[SHORT TASK] Copy the line containing "house facade, returning", then all lines after it up to and including the final line of the material, exactly and without additions.

[RECORDS FOR PROCESSING]
## START
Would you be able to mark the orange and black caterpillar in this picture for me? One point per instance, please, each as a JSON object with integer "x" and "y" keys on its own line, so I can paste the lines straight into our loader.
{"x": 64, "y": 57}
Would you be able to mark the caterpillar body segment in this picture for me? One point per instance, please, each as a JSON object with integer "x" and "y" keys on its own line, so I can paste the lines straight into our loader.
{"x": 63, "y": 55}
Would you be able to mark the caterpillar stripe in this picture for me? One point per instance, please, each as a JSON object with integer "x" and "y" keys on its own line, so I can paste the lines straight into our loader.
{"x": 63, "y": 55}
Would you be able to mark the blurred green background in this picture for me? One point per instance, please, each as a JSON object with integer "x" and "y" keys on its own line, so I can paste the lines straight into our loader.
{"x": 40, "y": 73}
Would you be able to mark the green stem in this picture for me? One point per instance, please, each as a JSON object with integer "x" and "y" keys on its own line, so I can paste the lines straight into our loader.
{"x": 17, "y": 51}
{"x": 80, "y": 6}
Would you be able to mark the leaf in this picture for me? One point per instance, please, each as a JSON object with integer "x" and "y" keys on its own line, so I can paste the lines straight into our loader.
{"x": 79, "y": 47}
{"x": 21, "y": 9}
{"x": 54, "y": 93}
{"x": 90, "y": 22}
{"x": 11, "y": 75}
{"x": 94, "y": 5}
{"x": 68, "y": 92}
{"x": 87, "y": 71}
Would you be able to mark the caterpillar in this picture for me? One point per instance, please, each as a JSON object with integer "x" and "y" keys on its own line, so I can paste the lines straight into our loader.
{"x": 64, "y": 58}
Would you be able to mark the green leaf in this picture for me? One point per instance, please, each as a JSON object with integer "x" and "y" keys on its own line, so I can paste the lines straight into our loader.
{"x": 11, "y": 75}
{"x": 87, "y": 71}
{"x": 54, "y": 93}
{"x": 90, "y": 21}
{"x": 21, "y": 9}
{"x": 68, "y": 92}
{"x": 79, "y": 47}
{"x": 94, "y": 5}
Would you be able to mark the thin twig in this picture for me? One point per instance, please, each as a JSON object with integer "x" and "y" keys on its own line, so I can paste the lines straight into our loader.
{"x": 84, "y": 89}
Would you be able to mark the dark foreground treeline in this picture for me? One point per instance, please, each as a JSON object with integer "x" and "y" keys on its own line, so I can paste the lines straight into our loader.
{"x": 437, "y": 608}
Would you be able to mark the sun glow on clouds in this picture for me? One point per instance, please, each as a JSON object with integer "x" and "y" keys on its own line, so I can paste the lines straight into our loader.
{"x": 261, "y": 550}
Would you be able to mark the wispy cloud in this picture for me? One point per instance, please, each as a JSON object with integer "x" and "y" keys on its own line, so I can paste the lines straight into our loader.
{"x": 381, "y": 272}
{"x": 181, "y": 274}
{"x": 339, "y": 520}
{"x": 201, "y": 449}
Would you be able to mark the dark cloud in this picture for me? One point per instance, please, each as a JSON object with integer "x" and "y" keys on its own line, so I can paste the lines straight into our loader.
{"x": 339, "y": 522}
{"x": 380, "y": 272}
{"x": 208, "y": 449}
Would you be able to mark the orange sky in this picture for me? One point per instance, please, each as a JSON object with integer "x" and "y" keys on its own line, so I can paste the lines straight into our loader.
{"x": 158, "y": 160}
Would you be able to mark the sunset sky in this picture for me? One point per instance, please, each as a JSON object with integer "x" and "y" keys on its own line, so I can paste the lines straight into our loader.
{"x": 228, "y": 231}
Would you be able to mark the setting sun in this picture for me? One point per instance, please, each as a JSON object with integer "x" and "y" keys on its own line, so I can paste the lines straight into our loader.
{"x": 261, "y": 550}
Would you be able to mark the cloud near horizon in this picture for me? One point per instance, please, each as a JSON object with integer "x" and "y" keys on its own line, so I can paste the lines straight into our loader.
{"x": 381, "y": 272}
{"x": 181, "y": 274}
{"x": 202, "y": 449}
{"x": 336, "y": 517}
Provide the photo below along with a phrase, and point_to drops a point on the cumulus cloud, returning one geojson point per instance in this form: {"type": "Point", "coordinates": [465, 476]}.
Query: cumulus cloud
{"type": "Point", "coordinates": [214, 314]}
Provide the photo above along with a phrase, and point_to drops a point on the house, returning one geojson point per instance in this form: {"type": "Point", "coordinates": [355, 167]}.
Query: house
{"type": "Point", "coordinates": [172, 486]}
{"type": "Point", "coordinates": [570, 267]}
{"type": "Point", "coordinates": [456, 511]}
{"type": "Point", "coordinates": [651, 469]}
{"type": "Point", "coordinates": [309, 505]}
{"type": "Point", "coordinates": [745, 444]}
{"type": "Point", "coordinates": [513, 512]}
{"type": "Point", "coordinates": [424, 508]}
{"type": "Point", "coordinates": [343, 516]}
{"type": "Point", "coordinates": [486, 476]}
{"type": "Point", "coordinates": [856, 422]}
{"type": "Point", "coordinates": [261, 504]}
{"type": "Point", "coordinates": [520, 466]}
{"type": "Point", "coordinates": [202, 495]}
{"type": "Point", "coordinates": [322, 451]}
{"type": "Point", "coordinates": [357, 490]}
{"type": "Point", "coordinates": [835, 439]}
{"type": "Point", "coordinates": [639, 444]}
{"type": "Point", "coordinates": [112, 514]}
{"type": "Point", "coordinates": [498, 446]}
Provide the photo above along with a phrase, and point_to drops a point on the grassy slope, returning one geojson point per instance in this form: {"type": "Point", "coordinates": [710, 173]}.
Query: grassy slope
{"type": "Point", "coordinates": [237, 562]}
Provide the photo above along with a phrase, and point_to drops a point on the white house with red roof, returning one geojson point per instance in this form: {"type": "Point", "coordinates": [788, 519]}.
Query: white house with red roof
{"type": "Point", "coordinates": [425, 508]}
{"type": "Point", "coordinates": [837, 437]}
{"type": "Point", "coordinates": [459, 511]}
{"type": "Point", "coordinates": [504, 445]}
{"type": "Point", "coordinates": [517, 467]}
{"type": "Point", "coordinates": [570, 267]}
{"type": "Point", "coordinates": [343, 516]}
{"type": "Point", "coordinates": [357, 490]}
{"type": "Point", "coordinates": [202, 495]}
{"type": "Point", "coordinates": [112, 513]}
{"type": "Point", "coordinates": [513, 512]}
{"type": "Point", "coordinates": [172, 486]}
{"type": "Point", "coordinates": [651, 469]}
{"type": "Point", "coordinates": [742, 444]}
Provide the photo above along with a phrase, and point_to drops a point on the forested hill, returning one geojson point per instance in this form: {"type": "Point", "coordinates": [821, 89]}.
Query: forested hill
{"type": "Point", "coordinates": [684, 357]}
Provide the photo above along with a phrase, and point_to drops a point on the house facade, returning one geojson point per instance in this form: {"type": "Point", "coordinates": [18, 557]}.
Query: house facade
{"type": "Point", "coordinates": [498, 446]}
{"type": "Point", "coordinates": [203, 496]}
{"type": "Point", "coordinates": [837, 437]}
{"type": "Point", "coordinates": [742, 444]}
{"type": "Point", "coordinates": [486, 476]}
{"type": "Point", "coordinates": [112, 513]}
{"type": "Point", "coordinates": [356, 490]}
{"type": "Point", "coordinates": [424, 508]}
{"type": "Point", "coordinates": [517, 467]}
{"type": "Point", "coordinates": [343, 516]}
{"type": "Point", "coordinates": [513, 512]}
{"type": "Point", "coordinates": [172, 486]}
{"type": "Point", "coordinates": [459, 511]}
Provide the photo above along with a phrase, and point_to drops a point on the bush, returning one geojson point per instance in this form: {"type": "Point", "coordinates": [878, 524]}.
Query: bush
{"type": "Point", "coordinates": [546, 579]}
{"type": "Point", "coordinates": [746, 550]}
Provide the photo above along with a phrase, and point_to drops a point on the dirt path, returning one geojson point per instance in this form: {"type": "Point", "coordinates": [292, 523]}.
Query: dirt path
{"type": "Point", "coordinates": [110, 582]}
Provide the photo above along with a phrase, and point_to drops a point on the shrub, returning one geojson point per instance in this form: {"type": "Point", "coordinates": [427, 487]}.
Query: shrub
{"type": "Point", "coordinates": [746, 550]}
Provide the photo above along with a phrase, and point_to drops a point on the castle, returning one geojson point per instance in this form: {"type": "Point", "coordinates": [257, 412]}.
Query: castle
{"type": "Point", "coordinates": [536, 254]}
## END
[FULL RESPONSE]
Provide the photo above along with a phrase, and point_to drops a point on the house facade, returning one geojson point per instance in this form: {"type": "Point", "coordinates": [18, 557]}.
Query: house facade
{"type": "Point", "coordinates": [498, 446]}
{"type": "Point", "coordinates": [203, 496]}
{"type": "Point", "coordinates": [837, 437]}
{"type": "Point", "coordinates": [742, 444]}
{"type": "Point", "coordinates": [486, 476]}
{"type": "Point", "coordinates": [112, 513]}
{"type": "Point", "coordinates": [356, 490]}
{"type": "Point", "coordinates": [424, 508]}
{"type": "Point", "coordinates": [517, 467]}
{"type": "Point", "coordinates": [343, 516]}
{"type": "Point", "coordinates": [513, 512]}
{"type": "Point", "coordinates": [172, 486]}
{"type": "Point", "coordinates": [459, 511]}
Provide the photo above along with a phrase, and point_to drops a point on the bush, returning one geojson point per instance in this form: {"type": "Point", "coordinates": [878, 524]}.
Query: bush
{"type": "Point", "coordinates": [546, 579]}
{"type": "Point", "coordinates": [746, 550]}
Provide the photo above along with a phrase, and point_to drops a point on the dirt path, returning one geojson point per instance in this form: {"type": "Point", "coordinates": [292, 523]}.
Query: dirt path
{"type": "Point", "coordinates": [110, 582]}
Provide the photo above along with a phrase, and point_to drops a point on the shrub, returning one geojson point per instance in this form: {"type": "Point", "coordinates": [427, 487]}.
Query: shrub
{"type": "Point", "coordinates": [746, 550]}
Provide the photo above along with a phrase, and point_to drops a point on the castle, returning one geojson point per instance in this form: {"type": "Point", "coordinates": [257, 412]}.
Query: castle
{"type": "Point", "coordinates": [536, 254]}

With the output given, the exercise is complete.